● The exercise
Find every line in the entries below that contains the string "bench" and copy each one. Case counts.

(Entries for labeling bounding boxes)
>> start

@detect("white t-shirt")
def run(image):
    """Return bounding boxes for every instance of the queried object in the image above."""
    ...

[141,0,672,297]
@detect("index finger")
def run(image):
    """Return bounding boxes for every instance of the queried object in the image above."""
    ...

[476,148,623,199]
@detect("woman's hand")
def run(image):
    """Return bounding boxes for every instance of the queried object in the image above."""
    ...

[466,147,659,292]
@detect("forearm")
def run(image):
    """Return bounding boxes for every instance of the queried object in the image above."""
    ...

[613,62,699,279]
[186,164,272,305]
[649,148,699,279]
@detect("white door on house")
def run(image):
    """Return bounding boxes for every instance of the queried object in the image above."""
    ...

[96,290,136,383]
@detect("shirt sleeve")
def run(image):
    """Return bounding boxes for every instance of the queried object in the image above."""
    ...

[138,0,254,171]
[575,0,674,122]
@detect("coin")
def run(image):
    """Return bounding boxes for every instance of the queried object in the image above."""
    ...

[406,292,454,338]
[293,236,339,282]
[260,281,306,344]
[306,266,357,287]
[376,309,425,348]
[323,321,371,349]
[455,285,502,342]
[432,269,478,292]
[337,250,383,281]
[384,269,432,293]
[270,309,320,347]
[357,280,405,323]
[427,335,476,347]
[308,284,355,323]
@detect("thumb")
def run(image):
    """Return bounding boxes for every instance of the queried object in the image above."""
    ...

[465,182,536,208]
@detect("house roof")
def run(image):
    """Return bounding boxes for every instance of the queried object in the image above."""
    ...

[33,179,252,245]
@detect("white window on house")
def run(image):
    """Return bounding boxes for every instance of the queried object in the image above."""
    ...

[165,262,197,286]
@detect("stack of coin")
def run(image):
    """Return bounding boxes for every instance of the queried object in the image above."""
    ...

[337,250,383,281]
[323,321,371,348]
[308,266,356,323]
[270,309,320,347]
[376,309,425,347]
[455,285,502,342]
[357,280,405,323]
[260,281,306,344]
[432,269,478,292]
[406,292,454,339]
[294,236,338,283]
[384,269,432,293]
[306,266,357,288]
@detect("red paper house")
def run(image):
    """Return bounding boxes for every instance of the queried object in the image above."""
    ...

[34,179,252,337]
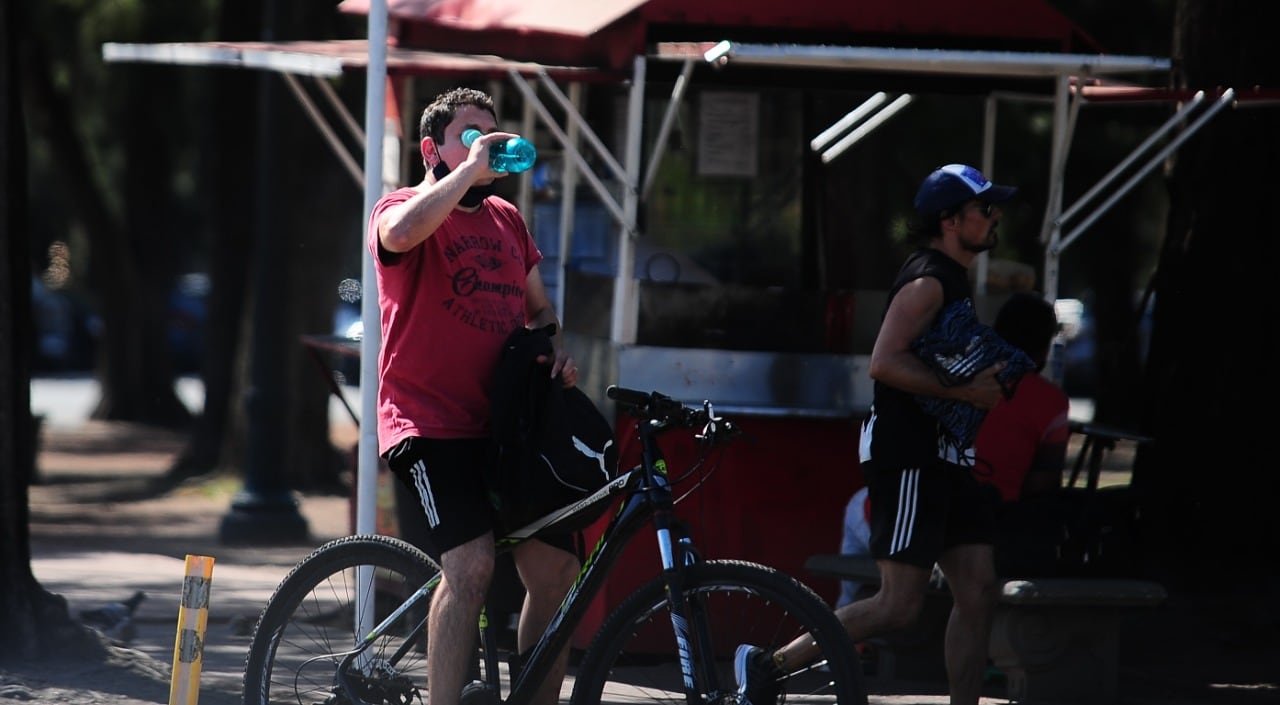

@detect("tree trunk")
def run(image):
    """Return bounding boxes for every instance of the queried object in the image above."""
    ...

[169,0,261,480]
[22,39,189,426]
[0,3,101,663]
[1134,0,1280,591]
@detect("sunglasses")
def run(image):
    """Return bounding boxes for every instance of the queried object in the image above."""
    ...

[941,201,996,220]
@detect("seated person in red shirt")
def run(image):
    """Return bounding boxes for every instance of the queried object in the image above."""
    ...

[836,293,1070,606]
[974,293,1070,502]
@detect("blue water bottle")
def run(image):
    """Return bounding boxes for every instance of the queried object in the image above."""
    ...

[462,129,538,174]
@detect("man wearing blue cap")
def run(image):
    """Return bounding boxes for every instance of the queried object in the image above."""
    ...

[735,164,1024,705]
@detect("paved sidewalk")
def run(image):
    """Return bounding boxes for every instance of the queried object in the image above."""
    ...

[31,411,1280,705]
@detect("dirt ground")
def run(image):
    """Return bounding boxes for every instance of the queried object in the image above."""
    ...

[0,422,1280,705]
[0,422,353,705]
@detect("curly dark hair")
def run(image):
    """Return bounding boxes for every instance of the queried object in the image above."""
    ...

[417,88,498,145]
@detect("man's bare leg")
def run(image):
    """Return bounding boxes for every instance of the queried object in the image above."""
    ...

[426,534,494,705]
[515,541,579,705]
[938,544,997,705]
[773,560,932,669]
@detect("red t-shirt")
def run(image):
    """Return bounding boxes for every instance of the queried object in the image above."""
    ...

[973,372,1071,502]
[366,188,543,453]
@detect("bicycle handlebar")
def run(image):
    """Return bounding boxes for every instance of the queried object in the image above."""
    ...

[605,385,741,443]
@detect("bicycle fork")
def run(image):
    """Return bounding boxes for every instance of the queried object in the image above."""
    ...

[654,512,719,705]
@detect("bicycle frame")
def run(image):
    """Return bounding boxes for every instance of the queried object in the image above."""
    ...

[338,408,709,705]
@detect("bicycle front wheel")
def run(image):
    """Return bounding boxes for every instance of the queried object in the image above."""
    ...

[572,560,867,705]
[243,535,439,705]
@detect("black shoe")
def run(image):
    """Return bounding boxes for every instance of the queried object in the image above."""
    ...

[733,644,786,705]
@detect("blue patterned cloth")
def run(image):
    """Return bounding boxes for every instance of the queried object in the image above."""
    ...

[911,298,1036,448]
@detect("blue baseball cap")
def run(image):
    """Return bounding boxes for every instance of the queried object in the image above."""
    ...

[915,164,1018,216]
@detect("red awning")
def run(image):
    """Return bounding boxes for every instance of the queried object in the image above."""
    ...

[338,0,1101,69]
[338,0,645,37]
[102,40,621,81]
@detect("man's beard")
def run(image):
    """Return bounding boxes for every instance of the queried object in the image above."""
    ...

[431,159,497,209]
[960,230,1000,255]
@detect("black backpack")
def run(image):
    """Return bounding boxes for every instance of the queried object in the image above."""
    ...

[486,325,618,531]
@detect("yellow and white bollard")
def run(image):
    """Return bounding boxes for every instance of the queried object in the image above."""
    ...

[169,555,214,705]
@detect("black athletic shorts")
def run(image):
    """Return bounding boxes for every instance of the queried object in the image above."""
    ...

[861,461,1000,569]
[383,438,577,560]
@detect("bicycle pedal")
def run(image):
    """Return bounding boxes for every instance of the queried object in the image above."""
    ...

[458,681,502,705]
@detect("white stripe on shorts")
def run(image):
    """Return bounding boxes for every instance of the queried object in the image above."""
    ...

[410,461,440,528]
[888,468,920,555]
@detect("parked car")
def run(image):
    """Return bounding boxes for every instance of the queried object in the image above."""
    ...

[31,275,102,372]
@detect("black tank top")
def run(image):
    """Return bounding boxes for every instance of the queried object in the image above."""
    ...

[859,247,973,467]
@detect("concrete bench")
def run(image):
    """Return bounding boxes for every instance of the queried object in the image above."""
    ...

[805,554,1166,702]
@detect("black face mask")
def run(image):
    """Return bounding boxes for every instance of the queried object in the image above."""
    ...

[431,159,488,209]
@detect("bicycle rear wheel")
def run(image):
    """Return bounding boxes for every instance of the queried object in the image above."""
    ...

[572,560,867,705]
[243,535,438,705]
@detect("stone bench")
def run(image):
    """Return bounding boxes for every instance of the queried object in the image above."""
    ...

[805,554,1166,702]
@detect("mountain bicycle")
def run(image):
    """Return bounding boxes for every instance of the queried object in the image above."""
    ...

[243,386,867,705]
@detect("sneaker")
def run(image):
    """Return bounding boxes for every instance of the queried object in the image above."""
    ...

[733,644,786,705]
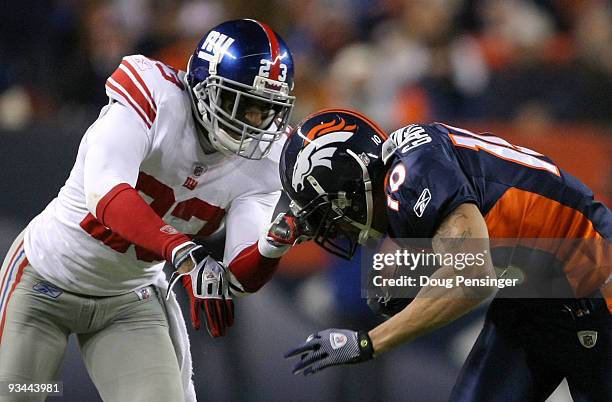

>> end

● Solution to this task
@detect("concrete bench")
@detect("stone bench")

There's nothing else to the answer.